What needs to be done
Rename "photograph" to "image" in the stretch from the line containing "pinpoint the window" through the line containing "xmin=616 ymin=372 xmax=640 ymax=386", leaving everything else unchanged. Reproduce only those lines, and leave the pictures out.

Rows excerpted from a collection
☆ ☆ ☆ ☆ ☆
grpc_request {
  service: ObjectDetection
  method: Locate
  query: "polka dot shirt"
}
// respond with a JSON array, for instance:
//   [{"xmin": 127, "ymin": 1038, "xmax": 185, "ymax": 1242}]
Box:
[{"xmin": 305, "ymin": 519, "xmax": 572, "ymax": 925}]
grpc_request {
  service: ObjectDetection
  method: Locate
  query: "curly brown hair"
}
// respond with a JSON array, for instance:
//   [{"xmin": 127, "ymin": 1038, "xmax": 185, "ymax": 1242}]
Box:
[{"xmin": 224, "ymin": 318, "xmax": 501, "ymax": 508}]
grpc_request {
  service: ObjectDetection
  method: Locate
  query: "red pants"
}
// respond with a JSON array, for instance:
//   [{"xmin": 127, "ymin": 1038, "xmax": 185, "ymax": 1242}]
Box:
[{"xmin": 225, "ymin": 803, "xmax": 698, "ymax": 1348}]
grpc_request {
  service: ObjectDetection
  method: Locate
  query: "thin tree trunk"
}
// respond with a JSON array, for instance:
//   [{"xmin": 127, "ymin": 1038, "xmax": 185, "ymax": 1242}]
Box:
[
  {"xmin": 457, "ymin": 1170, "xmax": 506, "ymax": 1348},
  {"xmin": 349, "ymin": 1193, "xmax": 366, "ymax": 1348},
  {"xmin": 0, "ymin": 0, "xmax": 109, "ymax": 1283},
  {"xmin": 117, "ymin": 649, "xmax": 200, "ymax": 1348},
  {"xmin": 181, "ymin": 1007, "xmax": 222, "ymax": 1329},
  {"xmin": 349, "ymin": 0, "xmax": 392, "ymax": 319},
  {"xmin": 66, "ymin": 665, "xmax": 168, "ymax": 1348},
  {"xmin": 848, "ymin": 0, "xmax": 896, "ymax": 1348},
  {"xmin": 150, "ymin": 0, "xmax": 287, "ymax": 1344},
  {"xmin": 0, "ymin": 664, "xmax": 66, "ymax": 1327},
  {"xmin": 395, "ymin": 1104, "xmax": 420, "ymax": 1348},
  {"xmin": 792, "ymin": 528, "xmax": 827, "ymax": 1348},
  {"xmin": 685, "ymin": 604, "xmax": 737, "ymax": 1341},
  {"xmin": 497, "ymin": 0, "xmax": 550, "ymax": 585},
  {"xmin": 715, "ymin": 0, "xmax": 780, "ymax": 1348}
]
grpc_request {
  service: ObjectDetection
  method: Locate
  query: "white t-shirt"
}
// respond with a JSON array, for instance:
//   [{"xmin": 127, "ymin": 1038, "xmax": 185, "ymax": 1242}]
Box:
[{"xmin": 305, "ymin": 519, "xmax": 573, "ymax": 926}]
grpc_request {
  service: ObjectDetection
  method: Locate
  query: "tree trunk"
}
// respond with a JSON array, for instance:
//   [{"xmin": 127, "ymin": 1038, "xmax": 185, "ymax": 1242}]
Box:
☆ ☆ ☆ ☆ ☆
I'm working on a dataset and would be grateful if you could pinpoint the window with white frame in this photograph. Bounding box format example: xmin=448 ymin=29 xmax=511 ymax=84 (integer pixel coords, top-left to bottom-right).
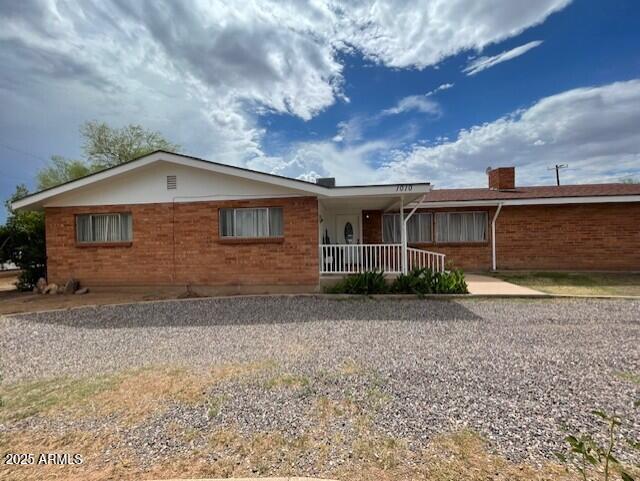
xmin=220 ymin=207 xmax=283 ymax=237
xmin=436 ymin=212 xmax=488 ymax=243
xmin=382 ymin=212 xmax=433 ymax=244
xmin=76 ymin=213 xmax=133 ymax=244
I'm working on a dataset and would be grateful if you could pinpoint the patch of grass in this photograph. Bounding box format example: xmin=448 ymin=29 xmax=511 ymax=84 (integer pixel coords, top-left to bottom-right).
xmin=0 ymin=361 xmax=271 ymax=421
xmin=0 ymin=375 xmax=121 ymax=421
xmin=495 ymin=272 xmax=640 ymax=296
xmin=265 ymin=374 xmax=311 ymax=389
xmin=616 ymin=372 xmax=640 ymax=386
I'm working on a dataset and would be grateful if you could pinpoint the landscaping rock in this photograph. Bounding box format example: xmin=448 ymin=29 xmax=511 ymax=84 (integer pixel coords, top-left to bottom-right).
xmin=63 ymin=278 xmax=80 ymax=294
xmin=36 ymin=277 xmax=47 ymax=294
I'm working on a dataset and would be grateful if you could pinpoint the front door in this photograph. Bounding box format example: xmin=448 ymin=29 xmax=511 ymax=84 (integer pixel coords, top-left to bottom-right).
☆ ☆ ☆ ☆ ☆
Completed task
I'm working on a dataset and would be grateful if you could pinpoint the window with white frame in this image. Bounding box format example: xmin=448 ymin=29 xmax=511 ymax=84 (integer pixel coords, top-left to bottom-right).
xmin=220 ymin=207 xmax=283 ymax=237
xmin=436 ymin=212 xmax=488 ymax=243
xmin=382 ymin=212 xmax=433 ymax=244
xmin=76 ymin=213 xmax=133 ymax=244
I'm working on a dataset and would be grateful if you could pinpoint the patch of grass in this image. Bounding box format example: xmin=448 ymin=29 xmax=511 ymax=84 (integer pixel coords, top-left to bottom-right).
xmin=0 ymin=361 xmax=271 ymax=421
xmin=0 ymin=375 xmax=121 ymax=421
xmin=495 ymin=272 xmax=640 ymax=296
xmin=265 ymin=374 xmax=311 ymax=389
xmin=616 ymin=372 xmax=640 ymax=386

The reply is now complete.